OBIETTIVO A – Trasla i poligoni delle risposte sommando 18 a ogni coordinata dei vertici. Riscrivi le righe di dati, richieste comprese, dall'inizio fino alla riga che contiene "POLYGON ((132 251, 133", entrambe incluse.

Il sollievo del perdono

Il sollievo del perdono
La confessione è un sacramento per la pace non per il tormento. Essa è sacramento per la fede, non tribunale per la condanna. È via alla misericordia di Dio, non abisso di tenebre.
Perciò è un bene distinguere tra accusa di peccati, o descrizione di azioni malfatte. Lo scrupolo nel voler descrivere per acquistare una pace fittizia e che ci fa convincere che solo la descrizione del peccato e delle sue circostanze è necessaria al perdono è un inganno del nostro sentire, non una richiesta di Dio.
Accusa quindi, non descrizione. Accusa sentita come riaccostamento a Dio, alla sua bontà, convinti che a Dio interessa il cuore che ritorna, non il romanzo ben descritto. Dio è una persona seria.

OBIETTIVO B – Trascrivi tale e quale il passo del brano sul perdono da "Perciò è un" a "richiesta di Dio.".

RIGHE DI DATI –
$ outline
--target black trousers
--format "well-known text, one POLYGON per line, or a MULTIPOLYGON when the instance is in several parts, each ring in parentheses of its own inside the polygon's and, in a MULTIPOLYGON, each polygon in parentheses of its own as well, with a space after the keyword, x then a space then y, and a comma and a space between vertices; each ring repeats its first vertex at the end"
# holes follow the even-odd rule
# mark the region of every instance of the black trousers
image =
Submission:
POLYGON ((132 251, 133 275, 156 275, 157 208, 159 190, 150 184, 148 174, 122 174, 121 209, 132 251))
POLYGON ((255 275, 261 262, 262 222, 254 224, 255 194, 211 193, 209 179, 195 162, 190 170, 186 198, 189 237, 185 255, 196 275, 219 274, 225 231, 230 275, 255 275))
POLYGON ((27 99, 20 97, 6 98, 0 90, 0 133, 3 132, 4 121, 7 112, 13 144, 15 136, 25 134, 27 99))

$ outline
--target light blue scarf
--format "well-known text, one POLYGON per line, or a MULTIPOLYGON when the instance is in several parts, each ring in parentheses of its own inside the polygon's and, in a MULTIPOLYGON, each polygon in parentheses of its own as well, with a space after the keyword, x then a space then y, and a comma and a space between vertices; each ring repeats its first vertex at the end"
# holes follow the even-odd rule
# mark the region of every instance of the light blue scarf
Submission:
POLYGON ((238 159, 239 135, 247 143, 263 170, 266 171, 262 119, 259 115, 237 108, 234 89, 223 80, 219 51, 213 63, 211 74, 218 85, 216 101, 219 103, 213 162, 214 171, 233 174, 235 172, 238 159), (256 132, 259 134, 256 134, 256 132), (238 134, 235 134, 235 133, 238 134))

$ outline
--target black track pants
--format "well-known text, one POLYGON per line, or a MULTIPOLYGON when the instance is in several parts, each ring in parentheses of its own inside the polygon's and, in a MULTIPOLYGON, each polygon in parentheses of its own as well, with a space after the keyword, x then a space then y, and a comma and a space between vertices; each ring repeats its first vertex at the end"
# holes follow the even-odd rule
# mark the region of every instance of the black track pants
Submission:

RISPOSTA ALL'ESERCIZIO A –
$ outline
--target black trousers
--format "well-known text, one POLYGON per line, or a MULTIPOLYGON when the instance is in several parts, each ring in parentheses of its own inside the polygon's and, in a MULTIPOLYGON, each polygon in parentheses of its own as well, with a space after the keyword, x then a space then y, and a comma and a space between vertices; each ring repeats its first vertex at the end"
# holes follow the even-odd rule
# mark the region of every instance of the black trousers
image =
Submission:
POLYGON ((150 269, 151 293, 174 293, 175 226, 177 208, 168 202, 166 192, 140 192, 139 227, 150 269))

RISPOSTA ALL'ESERCIZIO B –
Perciò è un bene distinguere tra accusa di peccati, o descrizione di azioni malfatte. Lo scrupolo nel voler descrivere per acquistare una pace fittizia e che ci fa convincere che solo la descrizione del peccato e delle sue circostanze è necessaria al perdono è un inganno del nostro sentire, non una richiesta di Dio.